— What to work on —
Return the data that follows, keeping every word and mark unchanged.
(Beginning of Provided information)
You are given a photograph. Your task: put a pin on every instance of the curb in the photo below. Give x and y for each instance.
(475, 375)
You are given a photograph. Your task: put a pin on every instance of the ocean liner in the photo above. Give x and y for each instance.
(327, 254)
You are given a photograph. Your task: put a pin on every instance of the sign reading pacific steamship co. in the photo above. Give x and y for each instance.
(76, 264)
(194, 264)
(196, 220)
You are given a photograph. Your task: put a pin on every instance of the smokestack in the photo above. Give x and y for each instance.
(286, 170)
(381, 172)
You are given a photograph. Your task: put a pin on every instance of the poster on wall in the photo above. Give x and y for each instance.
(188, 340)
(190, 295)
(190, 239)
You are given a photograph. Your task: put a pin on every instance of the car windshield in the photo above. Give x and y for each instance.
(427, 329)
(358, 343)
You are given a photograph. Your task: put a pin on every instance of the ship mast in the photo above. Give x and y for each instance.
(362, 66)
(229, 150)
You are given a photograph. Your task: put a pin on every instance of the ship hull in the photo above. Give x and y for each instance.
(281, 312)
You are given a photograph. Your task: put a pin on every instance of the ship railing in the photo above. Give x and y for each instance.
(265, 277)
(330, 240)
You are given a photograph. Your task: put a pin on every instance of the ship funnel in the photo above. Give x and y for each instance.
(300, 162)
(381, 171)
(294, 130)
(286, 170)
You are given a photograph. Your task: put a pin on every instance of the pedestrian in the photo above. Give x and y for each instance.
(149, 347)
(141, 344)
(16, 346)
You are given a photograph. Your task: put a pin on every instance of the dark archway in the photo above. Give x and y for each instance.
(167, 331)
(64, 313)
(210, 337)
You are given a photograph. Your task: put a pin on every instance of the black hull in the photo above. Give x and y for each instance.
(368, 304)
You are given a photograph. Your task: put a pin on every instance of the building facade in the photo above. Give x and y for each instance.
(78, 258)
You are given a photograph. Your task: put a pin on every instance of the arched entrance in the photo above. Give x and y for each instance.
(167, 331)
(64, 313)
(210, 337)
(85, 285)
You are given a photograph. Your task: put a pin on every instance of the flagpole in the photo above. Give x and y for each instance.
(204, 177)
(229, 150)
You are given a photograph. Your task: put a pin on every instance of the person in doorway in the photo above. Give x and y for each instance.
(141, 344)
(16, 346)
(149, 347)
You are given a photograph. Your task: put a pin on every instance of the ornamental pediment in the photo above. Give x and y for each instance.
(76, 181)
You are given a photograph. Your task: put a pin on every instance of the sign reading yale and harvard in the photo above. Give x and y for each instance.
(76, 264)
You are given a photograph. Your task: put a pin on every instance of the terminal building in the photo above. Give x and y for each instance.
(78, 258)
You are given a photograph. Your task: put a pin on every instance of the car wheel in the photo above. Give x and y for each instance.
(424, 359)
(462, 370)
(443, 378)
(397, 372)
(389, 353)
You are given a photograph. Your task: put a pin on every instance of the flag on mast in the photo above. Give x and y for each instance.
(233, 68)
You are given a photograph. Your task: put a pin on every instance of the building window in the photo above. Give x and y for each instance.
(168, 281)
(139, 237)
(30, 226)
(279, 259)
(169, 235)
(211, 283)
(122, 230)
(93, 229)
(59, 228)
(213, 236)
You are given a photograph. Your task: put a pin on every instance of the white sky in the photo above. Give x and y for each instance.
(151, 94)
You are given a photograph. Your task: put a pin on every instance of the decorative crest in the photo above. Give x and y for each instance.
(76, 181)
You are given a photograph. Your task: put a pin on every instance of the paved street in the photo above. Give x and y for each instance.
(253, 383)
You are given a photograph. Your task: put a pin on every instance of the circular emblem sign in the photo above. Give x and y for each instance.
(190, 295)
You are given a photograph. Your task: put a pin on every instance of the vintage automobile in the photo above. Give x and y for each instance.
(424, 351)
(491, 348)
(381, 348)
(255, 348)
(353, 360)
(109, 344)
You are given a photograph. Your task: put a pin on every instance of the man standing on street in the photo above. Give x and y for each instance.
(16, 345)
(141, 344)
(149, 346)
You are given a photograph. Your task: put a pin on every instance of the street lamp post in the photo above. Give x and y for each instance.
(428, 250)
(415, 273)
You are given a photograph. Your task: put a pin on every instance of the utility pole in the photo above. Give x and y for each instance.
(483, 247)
(End of Provided information)
— Exercise response —
You are given a photograph. Your task: put a pin on every instance of the curb in the photo below. Give x and y for each instance.
(475, 375)
You are given a photograph. Your task: put a pin on every instance of the ocean liner in the photo above. Give x and y for each instance.
(327, 254)
You are given a photograph. Your task: put a pin on every instance of the sign reading pacific steamship co. in the photo above. Give x and y for each instance.
(76, 264)
(194, 264)
(196, 220)
You are given a photograph. Your task: put a pin on every instance of the smokestack in the photo above. Give x and y for each instance.
(286, 170)
(381, 172)
You are given a photograph. Your task: put a pin on every instance of the poster on wall in the photo above. Give x and y for each instance.
(188, 340)
(190, 295)
(190, 239)
You are given a photograph. Your task: put a pin on every instance of the car windshield in the photo above. Give x and y for each instance.
(427, 329)
(358, 343)
You are given a photograph. Your task: put a pin on every instance of the ship mast in the photo above. Give x and y for each instance.
(362, 66)
(229, 150)
You are given a photograph. Your task: put a pin on every instance of the ship hull in the photo above. Give x and y for each instance.
(281, 312)
You are given a photograph. Your task: put a pin on every instance of the ship railing in the photo above. Give x and y for each instance.
(265, 277)
(330, 240)
You are given a photograph. Your task: put a pin on every instance of the ship funnel in the photo above. Give x and y for each instance.
(300, 162)
(381, 171)
(294, 130)
(286, 170)
You are given a photograph. Your task: put a pin on every instance of the pedestrian in the photo above. Give x and y for each instance.
(149, 347)
(141, 344)
(16, 346)
You are given a photograph. Your task: put a pin on every instance of the dark archway in the photo above. Give x and y for each instance.
(167, 331)
(64, 313)
(210, 337)
You are given a photograph. Your task: put a pin on every instance of the black hull in the photo above. Give x and y for each instance.
(368, 304)
You are given a photograph. Your task: put a pin on every instance of the building facade in the photo above. Give x and y for each instance.
(78, 258)
You are given a photograph. Your task: put a pin on every instance of the arched entrance in the photo above. Give x and y for each instance.
(167, 331)
(64, 313)
(210, 337)
(85, 285)
You are given a photograph. Your task: put a pin on every instance of the flagpole in the photo above. Give x and y for each instance.
(204, 177)
(229, 150)
You are given a photograph. Your task: put a pin on every instance of the person in doorway in the photo above. Give x and y for each instance.
(141, 344)
(16, 346)
(149, 347)
You are given a photograph. Your task: put a pin on every instance of the ornamental pediment in the photo above. Give x and y for each instance.
(76, 181)
You are given a photograph. Your task: put a pin on every instance of the sign reading yale and harvard in the photo above. Give x and y for each instance.
(76, 264)
You are given a photograph. Your task: put a pin on every instance of the terminal building in the photo above. Give x and y for each instance.
(78, 258)
You are given a photograph. Your task: put a pin on every instance of the car wheel in the photo above. Give x and y for each instance.
(424, 359)
(462, 370)
(443, 378)
(397, 372)
(389, 353)
You are given a photograph. Your task: put a pin on every instance of the flag on mast in the photo above. Give x and y for each instance.
(233, 68)
You are given a photograph. Your task: put a pin on every instance of the building window in the photo above. Give x and y for each instance.
(168, 281)
(139, 237)
(30, 226)
(279, 259)
(169, 235)
(211, 283)
(122, 230)
(93, 229)
(59, 228)
(213, 236)
You are given a photograph. Your task: put a pin on every instance of the white sky in the photo above. Give x and y for each instance.
(151, 94)
You are given a photograph. Your task: put a pin on every instance of the decorative crest in the photo above. Give x and y for each instance.
(76, 181)
You are given a photograph. Your task: put a pin on every instance of the paved street in the photo above. Give x and y for each instance.
(253, 383)
You are given a photograph. Your task: put a pin on every instance of the circular emblem sign in the photo above. Give x and y for each instance.
(190, 295)
You are given a photograph. Your task: put a pin on every instance of the vintage automobile in the photo above. Give x and y for each instance.
(424, 351)
(491, 348)
(381, 348)
(255, 348)
(353, 360)
(109, 344)
You are given a photograph. Your task: put a pin on every instance of the man standing on street in the photo above. Give x and y for each instance.
(16, 345)
(141, 344)
(149, 346)
You are given a photograph. Your task: put a pin on every instance of the street lamp post in the photo above. Give x and y for each instance.
(428, 250)
(415, 273)
You are given a photograph. Your task: put a pin on every instance of the utility pole in the photo above. Give x and y for each instance.
(483, 247)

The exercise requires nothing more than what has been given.